### Directions for this task
Count the lines in the data below that contain the string "closet", treating uppercase and lowercase as different, and reply with the number only.

### Material for this exercise

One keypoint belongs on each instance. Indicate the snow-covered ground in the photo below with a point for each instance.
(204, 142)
...
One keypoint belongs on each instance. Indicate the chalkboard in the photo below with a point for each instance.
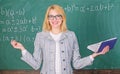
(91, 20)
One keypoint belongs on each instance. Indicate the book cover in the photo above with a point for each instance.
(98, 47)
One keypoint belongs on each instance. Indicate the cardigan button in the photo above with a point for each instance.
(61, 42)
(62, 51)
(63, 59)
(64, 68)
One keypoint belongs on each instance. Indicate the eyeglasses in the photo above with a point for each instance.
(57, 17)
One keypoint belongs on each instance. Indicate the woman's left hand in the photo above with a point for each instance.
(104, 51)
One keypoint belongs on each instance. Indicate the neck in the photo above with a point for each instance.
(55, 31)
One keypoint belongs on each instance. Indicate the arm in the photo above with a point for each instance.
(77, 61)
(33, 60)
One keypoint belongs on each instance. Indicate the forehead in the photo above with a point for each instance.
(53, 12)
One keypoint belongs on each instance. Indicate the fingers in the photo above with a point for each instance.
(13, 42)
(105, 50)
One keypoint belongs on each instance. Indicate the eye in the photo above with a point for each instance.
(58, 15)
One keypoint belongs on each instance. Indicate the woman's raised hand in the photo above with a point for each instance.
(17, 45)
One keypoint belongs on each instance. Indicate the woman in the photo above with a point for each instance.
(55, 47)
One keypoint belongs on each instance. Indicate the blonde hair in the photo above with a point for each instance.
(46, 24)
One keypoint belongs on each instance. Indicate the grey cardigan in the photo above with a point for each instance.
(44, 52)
* * *
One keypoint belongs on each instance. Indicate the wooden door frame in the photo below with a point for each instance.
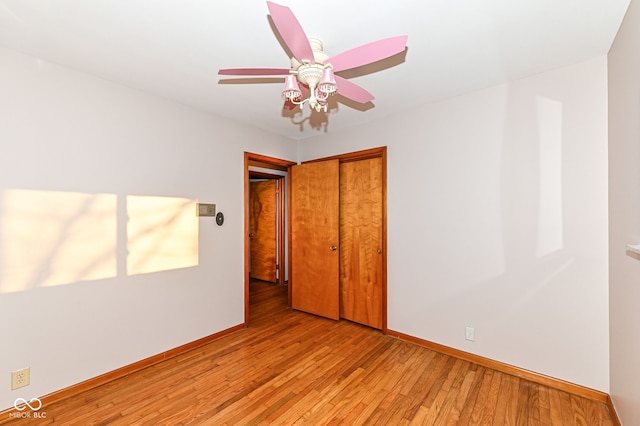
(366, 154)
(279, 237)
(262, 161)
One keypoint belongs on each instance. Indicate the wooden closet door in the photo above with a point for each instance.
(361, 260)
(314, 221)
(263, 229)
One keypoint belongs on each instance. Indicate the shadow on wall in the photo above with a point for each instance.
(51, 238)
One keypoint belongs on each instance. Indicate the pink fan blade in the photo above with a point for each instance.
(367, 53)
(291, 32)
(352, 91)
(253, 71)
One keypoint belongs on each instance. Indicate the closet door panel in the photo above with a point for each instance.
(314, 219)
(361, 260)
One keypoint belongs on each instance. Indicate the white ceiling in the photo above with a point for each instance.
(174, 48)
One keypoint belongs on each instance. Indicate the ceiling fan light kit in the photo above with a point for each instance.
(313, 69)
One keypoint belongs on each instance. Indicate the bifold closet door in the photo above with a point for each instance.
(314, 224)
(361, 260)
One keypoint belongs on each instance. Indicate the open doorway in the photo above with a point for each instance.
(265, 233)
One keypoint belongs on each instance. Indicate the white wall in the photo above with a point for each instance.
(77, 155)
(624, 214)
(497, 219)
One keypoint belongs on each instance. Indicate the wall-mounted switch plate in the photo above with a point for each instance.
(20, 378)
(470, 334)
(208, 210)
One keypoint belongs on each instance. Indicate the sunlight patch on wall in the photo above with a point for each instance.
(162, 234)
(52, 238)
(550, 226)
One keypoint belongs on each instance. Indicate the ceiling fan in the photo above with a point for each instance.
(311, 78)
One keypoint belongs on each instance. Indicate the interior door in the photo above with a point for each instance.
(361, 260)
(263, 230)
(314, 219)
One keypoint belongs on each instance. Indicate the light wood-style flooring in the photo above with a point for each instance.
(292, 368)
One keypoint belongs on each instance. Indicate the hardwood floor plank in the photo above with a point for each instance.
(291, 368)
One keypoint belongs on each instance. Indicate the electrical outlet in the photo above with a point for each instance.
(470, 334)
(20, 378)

### Written response
3